> ЗАДАНИЕ 1:
Ответьте на вопросы по тексту об определениях в лирике:
(a) Какое определение в стихе «И белой одежды красивые складки» названо слишком общим?
(b) В каком стихотворении встречается стих «Араб горячил вороного коня»?
(c) Какие фольклорные образы перечислены в тексте?
> ЗАДАНИЕ 2: Продолжите текст об определениях в лирике, начав сразу после его последнего предложения.

> ИСХОДНЫЙ ТЕКСТ:
С этим связаны две противоречащие друг другу тенденции. С одной стороны, крайняя непритязательность в выборе определений которые будто бы всецело предметны и даже нарочито неизобразительны. Например, в стихе «И белой одежды красивые складки» определение красивые слишком общее. И таких «простых» определений поэт не избегает: вороной конь («Араб горячил вороного коня», «Три пальмы»); зеленые ветви, зеленые листья («С ней шепчется ветер, зеленые ветви лаская. На ветвях зеленых качаются райские птицы», «Листок»; «Хранимый под сенью зеленых листов» «Три пальмы»); высокая чинара («И странник прижался у корня чинары высокой», «Листок»); знойные лучи («От знойных лучей и летучих песков», «И стали уж сохнуть от знойных лучей...», «Три пальмы»). Сюда нужно отнести и фольклорные образы: черноглазую девицу, черногривого коня, месяц ясный, буйную думу, широкое поле и пр. В зрелой лирике заметно это пристрастие к предметности: проселочный путь, спаленная жнива, полное гумно, с резными ставнями окно и т. д. С другой же стороны - изощренная и утонченная живопись: прозрачный сумрак, румяный полусвет, степь лазурная, цепь жемчужная, влажный след; напряженность психологических состояний: позора мелочных обид, жалкий лепет оправданья пленной мысли раздраженье, любви безумное томленье и т. д.

> ВХОДНЫЕ ДАННЫЕ:
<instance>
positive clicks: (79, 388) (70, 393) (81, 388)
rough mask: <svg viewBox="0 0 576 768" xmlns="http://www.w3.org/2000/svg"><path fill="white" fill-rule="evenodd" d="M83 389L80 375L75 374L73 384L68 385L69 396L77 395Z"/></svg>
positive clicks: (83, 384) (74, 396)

> ОТВЕТ 1:
(a) Определение «красивые».
(b) В стихотворении «Три пальмы».
(c) Черноглазая девица, черногривый конь, месяц ясный, буйная дума, широкое поле.

> ОТВЕТ 2:
На фоне эмоционально окрашенных эпитетов и сочетании предметные образы, повторяясь, кочуя из стихотворения в стихотворение, наполняются экспрессией. «Зеленые листья» - не простая регистрация цвета листьев, по и обозначение жизненности, молодости, здоровья, а «знойные лучи» - не столько жаркие, сколько губительные. И это второе, эмоциональное значение выдвигается на первый план.
Стремление Лермонтова к выделению отдельных слов и словосочетаний находится в прямой зависимости от интонационной структуры стиха, способствующей более полному выявлению выразительности всего контекста, в котором эти отдельные слова или словосочетания не теряются, а сверкают звездами.
С одной стороны, поэт утверждает ораторско-декламационную интонацию, создаваемую патетическими формулами и сравнениями, развернутыми и подчас непосредственно не связанными с лирическим содержанием, но эмоционально настраивающими на состояние души лирического героя и поясняющими ее:
Тал храм оставленный - все храм,
Кумир поверженный - все бог!
(«Расстались мы, но твой портрет...»)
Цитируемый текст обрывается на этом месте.